**Texto fornecido**:
══════════

“Abrir para futebol numa situação dessas é demência pura”. É o que pensa o presidente do Conselho Estadual de Saúde (CES/RS), Cláudio Augustin, sobre a decisão do governador Eduardo Leite (PSDB) de autorizar a retomada do Campeonato Gaúcho de Futebol, mesmo com o Rio Grande do Sul acelerando o número de mortes pela covid-19. Ontem (9), quando a decisão de reiniciar o Gauchão foi anunciada, mais 45 óbitos foram registrados. Nesta sexta-feira (10), ficou ainda pior: 49 mortes, mais um triste recorde. No total, 919 gaúchos perderam a vida para o coronavírus.
O dirigente do CES/RS – que reúne 41 entidades da sociedade civil – adverte que o Estado está perto de um colapso na Saúde. Pior ainda, segundo nota, que a bola voltará a rolar num período historicamente marcado pela lotação dos hospitais, mesmo sem pandemia.
Para o médico infectologista e professor do curso de Saúde Coletiva da UFRGS Alcides Miranda o retorno do futebol, em um momento de progressão acentuada de contágios e óbitos, principalmente entre os mais pobres, passa mensagens questionáveis. A primeira delas é que os atletas “vão dispor de testes sorológicos e equipamentos de segurança, enquanto a maioria não dispõe, inclusive muitos trabalhadores da Saúde”. A segunda revela “a indiferença sistêmica e o alinhamento com aqueles que querem forçar o retorno a uma "normalidade" socioeconômica a partir da "naturalização" da tragédia em curso no país”.
O inverno agrava a situação
“É inverno e este fato, por si só, já aumenta a procura motivada pelas doenças respiratórias graves”, acentua Augustin. O quadro se agrava com a covid-19 e as moléstias negligenciadas, devido aos pacientes cancelarem consultas e cirurgias.

══════════

**Instrução de trabalho 1**:
Responda com base no texto sobre a retomada do Gauchão:
(a) Quantas mortes pela covid-19 foram registradas no Rio Grande do Sul nesta sexta-feira (10)?
(b) Quantas entidades da sociedade civil o CES/RS reúne?
(c) Segundo Augustin, que fato, por si só, já aumenta a procura motivada pelas doenças respiratórias graves?
**Instrução de trabalho 2**: Prolongue o texto sobre a retomada do Gauchão a partir do ponto em que ele termina.
O material que aparece depois deste aviso provém de outra fonte.

══════════

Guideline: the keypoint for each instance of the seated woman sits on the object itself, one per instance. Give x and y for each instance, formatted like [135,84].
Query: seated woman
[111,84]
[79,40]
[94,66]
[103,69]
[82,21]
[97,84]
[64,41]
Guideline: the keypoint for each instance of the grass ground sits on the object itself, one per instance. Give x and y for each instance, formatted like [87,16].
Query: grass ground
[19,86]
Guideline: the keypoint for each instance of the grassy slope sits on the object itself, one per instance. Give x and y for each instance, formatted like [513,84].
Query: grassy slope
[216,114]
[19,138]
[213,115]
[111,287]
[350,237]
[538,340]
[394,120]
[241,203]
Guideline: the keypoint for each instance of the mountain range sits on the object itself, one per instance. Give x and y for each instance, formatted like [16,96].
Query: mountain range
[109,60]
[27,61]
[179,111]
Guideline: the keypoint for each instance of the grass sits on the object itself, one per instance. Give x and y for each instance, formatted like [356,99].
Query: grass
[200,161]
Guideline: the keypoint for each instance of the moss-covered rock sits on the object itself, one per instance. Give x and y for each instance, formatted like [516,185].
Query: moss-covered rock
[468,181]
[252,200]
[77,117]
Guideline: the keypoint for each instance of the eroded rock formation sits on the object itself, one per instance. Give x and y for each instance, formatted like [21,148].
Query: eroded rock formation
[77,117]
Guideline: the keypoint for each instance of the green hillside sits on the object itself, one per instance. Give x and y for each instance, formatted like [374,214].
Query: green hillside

══════════

**Resposta 1**:
(a) 49 mortes.
(b) 41 entidades.
(c) O fato de ser inverno.

**Resposta 2**:
Após encontro com a Federação Gaúcha de Futebol (FGF), Leite acabou concordando com o recomeço dos jogos a partir do próximo dia 23. Já na segunda-feira (13), serão retomados os treinamentos em grupo, com contato físico. As partidas não terão presença de público. Atribui-se a decisão à pressão dos grupos de mídia que detém os direitos de transmissão do campeonato.
A maioria das equipes tem sede na região Metropolitana de Porto Alegre, atualmente com bandeira vermelha, o que impõe mais restrições à circulação de pessoas devido ao risco de contágio.
Augustin enfatiza que, com o agravamento do quadro e a sobrecarga dos hospitais, aumentam a possibilidade de colapso e os riscos de forma geral, muito além da pandemia. “Um idoso cai, quebra a bacia e pode ficar sem atendimento”, exemplifica.
Quem fez isolamento, saiu mais forte
“Já existem muitos profissionais de Saúde doentes, há falta de pessoal capacitado para trabalhar na linha de frente. O afrouxamento para as atividades econômicas coloca mais pessoas na rua, cresce a quantidade de contaminações, aumenta o número de doentes e de pacientes mais graves que terão de buscar ajuda no sistema de Saúde." Cláudio lembra um ensinamento que a pandemia está deixando. “Todas as experiências mostram que aqueles países que optaram pelo isolamento social saíram mais fortes economicamente da crise, enquanto os que abriram antes do tempo acabaram mal.”